Aim of the task
What is needed is an exact copy of all the records below.

Supplied material Start Marker

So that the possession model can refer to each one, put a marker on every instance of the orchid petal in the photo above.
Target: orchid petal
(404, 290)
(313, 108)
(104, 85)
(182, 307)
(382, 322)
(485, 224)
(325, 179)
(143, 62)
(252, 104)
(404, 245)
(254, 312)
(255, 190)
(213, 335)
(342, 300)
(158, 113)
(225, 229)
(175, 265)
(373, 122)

Supplied material End Marker

Task solution
So that the possession model can refer to each one, put a marker on every instance of the orchid petal in the photo above.
Target: orchid petal
(404, 290)
(313, 108)
(104, 85)
(182, 307)
(382, 322)
(485, 224)
(325, 179)
(143, 62)
(252, 104)
(404, 245)
(254, 312)
(255, 190)
(213, 335)
(342, 300)
(158, 113)
(225, 229)
(175, 265)
(373, 122)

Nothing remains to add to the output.